# Text provided
Day 79: Watching the L.A. demonstration on TV at midnight, I was moved to call my grandson there. He had just got back from marching. He had been hit by rubber bullets three times, one glanced off his gas mask (!!), one hit his backpack, which he was wearing on his front (no score) and one made his foot bleed. At least eight people in the U.S. lost an eye to rubber bullets.

The Floyd family appeals to demonstrators to stop the carnage and they do. My grandson decides before that it is too dangerous and stops going.

Demonstrations continue. Trump retreats to his bunker. For inspection purposes. Then he calls some sort of military force out to clear Lafayette Square in front of the White House, so he can walk to the church across the square without permission from said church and hold up a Bible. One of the clergy of that church has just been tear gassed and another driven back from her first-aid post.

(Day 75: My Super Power

By the power of my negotiating skills, I save a marriage. It has to be saved again a few weeks later, but the couple can, by then, do it themselves.)

I have marched in many demonstrations, sometimes with my husband and small children, always for social justice causes. I was union rep when I taught. I hear Canadians sanctimoniously declare there is no systemic racism in Canada. While it is true since we didn’t have slavery, our racism may be harder to see, white people don’t get to decide that. Native people do and black and brown and yellow people, immigrants, do. Only they can see it.

Seers only
witness
to avoid
forfeiture
Sinche, Sinche 
celiadermontblog.com

Day 92: As a child, I was shut in boxes. Not for punishment. Far from it. I was a ‘special’ child. For one thing I had webbed toes. I was shut in boxes for increasingly longer periods of time so that I would develop my psychic skills. I was not keen on being special or shut in boxes or being psychic. But my cult was. The cult is shut down now, but I still know what’s in the mail before I open the box or when a loved one is in trouble and I see cinema-scope productions in my head – just flashes – momentary glimpses. Of the future.

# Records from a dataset
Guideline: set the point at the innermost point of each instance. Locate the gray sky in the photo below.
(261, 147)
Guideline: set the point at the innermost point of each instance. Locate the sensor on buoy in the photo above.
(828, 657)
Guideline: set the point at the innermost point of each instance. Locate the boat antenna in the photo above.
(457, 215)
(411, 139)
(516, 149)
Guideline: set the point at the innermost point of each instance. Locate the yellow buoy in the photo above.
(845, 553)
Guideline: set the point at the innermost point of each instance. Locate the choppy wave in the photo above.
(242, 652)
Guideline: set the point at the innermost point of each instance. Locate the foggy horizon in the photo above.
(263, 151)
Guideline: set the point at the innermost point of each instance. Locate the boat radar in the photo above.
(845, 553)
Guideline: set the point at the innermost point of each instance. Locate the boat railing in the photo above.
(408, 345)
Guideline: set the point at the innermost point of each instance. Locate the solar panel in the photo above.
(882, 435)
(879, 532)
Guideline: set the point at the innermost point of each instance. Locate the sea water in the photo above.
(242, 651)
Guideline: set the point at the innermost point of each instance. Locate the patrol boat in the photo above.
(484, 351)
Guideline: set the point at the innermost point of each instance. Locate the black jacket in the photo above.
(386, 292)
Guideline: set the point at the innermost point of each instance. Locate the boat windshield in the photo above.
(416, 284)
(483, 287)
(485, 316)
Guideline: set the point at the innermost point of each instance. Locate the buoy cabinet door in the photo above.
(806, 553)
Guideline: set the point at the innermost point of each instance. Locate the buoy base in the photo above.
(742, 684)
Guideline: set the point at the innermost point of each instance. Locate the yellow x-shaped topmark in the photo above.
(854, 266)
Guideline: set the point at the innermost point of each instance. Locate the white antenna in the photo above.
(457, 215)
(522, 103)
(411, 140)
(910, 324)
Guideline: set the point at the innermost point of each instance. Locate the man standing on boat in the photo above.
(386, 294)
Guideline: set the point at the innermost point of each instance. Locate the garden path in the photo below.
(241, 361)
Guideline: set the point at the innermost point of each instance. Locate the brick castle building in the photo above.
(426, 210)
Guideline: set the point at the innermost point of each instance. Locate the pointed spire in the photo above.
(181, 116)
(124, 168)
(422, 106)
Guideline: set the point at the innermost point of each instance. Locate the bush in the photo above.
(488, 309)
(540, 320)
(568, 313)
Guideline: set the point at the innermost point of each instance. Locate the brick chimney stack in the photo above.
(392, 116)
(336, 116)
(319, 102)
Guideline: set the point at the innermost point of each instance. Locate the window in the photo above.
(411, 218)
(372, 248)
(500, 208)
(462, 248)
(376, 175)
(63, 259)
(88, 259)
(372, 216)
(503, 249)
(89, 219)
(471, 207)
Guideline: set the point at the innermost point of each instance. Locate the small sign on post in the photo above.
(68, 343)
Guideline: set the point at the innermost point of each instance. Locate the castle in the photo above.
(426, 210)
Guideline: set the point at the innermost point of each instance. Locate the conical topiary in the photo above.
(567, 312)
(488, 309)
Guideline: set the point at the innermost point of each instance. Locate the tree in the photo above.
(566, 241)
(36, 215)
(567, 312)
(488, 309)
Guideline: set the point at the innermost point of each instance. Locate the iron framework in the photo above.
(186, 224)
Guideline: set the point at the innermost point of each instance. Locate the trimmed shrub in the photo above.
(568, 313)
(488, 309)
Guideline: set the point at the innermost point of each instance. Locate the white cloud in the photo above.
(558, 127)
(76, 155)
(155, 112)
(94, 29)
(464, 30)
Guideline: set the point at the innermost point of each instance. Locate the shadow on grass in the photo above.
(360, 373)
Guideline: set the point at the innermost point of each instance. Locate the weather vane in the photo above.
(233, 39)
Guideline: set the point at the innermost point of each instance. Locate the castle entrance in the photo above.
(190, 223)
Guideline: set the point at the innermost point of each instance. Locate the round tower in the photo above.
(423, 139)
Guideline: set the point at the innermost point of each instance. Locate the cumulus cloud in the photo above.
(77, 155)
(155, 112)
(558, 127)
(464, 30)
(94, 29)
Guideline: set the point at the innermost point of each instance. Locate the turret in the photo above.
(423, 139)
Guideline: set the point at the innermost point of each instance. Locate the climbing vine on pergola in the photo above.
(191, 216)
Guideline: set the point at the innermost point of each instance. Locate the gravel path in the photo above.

# Problems to solve
[a] Reproduce the diary entries from "Day 79: Watching" to "to rubber bullets.", changing "rubber bullets" to "rubber pellets".
[b] In the diary entries, what physical trait marked the writer as a "special" child?
[c] Summarize the diary entries in two sentences.

# Response list
[a]
Day 79: Watching the L.A. demonstration on TV at midnight, I was moved to call my grandson there. He had just got back from marching. He had been hit by rubber pellets three times, one glanced off his gas mask (!!), one hit his backpack, which he was wearing on his front (no score) and one made his foot bleed. At least eight people in the U.S. lost an eye to rubber pellets.

[b] Webbed toes.

[c] The writer describes calling a grandson who was hit three times by rubber bullets at an L.A. demonstration, and Trump having Lafayette Square cleared so he could hold up a Bible at the church across it. The writer also recalls marching for social justice causes, argues that white people don't get to decide whether Canada has systemic racism, and remembers being shut in boxes by a cult as a child to develop psychic skills.